> _Rows from a data collection_:

====================

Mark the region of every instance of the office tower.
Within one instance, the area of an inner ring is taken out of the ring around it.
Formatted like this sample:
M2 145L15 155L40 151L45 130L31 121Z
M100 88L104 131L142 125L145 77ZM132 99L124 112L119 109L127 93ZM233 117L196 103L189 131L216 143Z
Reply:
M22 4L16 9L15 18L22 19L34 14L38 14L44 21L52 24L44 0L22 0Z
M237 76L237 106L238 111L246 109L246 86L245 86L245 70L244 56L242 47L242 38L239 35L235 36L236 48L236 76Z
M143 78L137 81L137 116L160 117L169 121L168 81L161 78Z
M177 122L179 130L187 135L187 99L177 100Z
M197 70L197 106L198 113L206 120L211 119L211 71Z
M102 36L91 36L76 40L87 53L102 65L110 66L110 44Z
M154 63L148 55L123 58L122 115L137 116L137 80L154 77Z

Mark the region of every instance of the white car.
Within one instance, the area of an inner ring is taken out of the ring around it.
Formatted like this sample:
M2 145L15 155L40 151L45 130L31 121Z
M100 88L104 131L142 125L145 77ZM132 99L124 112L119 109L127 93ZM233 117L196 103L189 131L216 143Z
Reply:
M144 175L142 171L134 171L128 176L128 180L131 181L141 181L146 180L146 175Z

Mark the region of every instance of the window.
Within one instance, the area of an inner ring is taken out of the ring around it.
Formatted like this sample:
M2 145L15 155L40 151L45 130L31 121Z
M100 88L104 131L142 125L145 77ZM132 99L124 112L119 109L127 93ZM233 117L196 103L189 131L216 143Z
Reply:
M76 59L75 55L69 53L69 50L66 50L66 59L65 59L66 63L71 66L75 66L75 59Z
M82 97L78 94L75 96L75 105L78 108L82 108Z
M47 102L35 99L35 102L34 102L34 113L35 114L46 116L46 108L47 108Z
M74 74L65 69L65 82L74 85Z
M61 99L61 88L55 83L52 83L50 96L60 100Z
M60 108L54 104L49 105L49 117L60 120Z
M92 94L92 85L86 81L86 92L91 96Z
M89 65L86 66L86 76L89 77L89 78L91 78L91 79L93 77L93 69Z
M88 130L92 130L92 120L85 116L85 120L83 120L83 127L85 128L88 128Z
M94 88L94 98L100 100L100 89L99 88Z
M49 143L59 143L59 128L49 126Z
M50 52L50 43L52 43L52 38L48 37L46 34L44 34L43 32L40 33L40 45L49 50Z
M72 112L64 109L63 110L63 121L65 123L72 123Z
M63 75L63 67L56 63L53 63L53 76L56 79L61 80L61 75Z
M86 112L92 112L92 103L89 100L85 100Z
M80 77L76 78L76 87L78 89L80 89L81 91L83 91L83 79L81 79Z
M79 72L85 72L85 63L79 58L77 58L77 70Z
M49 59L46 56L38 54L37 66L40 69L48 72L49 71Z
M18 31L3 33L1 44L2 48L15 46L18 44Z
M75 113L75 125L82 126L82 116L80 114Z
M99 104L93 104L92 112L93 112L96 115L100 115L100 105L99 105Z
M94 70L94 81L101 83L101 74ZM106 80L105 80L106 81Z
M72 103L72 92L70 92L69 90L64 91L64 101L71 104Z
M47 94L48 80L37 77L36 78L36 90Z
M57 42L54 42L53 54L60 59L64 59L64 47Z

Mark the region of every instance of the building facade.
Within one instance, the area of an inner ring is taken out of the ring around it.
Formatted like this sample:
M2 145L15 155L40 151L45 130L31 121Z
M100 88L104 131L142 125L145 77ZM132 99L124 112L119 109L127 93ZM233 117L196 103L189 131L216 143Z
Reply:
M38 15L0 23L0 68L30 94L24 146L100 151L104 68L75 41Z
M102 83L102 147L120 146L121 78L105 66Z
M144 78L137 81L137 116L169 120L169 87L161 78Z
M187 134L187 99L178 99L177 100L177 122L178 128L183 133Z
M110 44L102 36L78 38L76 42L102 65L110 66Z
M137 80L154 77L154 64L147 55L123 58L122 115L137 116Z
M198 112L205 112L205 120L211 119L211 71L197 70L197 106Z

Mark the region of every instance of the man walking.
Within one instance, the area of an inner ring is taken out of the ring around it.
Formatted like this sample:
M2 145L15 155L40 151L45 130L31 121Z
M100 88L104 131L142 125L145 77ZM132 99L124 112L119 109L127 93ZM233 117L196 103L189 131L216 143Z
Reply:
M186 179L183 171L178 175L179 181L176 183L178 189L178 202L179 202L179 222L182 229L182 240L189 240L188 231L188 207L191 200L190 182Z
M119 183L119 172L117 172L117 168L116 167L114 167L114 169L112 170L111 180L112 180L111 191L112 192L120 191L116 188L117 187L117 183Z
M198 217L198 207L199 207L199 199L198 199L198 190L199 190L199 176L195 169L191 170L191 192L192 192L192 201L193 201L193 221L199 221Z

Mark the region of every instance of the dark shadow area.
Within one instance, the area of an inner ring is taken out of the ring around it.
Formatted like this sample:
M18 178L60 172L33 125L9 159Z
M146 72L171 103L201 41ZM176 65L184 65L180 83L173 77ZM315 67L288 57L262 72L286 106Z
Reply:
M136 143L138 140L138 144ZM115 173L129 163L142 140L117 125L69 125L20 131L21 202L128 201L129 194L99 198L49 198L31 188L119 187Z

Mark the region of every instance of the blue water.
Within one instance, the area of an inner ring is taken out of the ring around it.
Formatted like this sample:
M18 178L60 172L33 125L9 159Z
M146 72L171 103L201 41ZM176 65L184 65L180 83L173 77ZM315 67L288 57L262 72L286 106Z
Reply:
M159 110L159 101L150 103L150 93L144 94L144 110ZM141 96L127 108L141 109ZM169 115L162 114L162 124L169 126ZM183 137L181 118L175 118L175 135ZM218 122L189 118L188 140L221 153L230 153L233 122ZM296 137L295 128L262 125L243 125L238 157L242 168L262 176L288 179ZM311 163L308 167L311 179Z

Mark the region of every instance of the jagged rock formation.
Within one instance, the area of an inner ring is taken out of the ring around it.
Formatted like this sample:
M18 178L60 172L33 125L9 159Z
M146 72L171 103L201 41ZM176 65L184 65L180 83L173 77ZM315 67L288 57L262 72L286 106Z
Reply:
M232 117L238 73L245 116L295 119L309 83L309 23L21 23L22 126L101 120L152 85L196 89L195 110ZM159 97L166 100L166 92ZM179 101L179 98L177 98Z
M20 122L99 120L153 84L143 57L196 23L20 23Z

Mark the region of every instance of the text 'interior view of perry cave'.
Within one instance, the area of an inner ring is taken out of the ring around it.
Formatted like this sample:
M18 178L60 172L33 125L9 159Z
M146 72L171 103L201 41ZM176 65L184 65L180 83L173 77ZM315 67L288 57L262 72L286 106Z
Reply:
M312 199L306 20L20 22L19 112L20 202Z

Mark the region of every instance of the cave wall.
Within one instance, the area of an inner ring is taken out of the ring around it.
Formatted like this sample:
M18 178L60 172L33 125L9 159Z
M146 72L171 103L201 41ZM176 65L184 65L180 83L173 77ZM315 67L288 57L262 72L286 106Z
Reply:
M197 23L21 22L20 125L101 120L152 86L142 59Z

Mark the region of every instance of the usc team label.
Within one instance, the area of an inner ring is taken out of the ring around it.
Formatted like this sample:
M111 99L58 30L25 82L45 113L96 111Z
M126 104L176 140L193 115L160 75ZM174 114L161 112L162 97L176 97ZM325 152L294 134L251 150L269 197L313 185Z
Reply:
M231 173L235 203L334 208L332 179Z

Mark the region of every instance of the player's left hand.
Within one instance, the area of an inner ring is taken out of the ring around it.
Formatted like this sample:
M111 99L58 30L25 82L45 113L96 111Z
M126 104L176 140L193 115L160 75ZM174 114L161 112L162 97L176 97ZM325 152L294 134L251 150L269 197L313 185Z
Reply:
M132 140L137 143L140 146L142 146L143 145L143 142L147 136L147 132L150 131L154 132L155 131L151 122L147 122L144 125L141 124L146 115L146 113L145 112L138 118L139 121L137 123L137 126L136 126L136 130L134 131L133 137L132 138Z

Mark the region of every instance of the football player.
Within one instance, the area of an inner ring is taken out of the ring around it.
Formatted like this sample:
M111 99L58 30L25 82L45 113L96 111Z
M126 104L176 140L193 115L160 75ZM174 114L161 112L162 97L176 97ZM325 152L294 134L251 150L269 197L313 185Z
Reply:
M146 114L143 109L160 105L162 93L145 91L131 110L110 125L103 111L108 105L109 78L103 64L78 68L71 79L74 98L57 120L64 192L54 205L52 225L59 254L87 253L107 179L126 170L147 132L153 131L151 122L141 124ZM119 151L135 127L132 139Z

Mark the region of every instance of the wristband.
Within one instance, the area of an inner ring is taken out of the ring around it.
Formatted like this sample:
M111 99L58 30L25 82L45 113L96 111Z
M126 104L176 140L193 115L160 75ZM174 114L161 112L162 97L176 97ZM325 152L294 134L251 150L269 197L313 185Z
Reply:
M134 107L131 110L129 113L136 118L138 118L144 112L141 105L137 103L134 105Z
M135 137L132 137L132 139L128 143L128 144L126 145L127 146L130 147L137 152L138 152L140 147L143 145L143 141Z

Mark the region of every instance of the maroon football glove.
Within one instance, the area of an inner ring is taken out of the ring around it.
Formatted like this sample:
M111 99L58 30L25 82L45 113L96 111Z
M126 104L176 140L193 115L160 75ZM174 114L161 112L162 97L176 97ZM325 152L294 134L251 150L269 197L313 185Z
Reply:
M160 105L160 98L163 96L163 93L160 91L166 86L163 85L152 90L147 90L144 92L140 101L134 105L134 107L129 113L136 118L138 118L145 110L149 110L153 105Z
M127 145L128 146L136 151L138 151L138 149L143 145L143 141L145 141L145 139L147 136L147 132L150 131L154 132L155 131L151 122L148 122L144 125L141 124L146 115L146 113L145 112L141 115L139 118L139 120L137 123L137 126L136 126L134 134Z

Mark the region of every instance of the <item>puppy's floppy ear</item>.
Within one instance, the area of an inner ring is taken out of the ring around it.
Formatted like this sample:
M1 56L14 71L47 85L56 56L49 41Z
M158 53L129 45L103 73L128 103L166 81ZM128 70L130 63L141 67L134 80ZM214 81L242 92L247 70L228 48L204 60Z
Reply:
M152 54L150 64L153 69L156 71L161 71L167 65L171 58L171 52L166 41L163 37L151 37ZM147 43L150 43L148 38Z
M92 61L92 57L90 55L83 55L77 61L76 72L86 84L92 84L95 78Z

====================

Lay out every line from the beginning of the rows through the line containing "M22 4L16 9L15" as a Markdown table with the columns Number and Line, numbering each line in order and skipping any blank lines.

| Number | Line |
|---|---|
| 1 | Mark the region of every instance of the office tower. |
| 2 | Within one instance, the area of an inner ring is taken out of the ring around it. |
| 3 | Formatted like this sample: |
| 4 | M2 145L15 155L40 151L45 130L31 121Z |
| 5 | M100 88L104 131L142 125L145 77ZM132 99L124 112L119 109L127 93ZM233 117L196 103L189 131L216 143Z |
| 6 | Reply: |
| 7 | M22 4L16 9L15 18L22 19L34 14L38 14L44 21L52 24L44 0L22 0Z |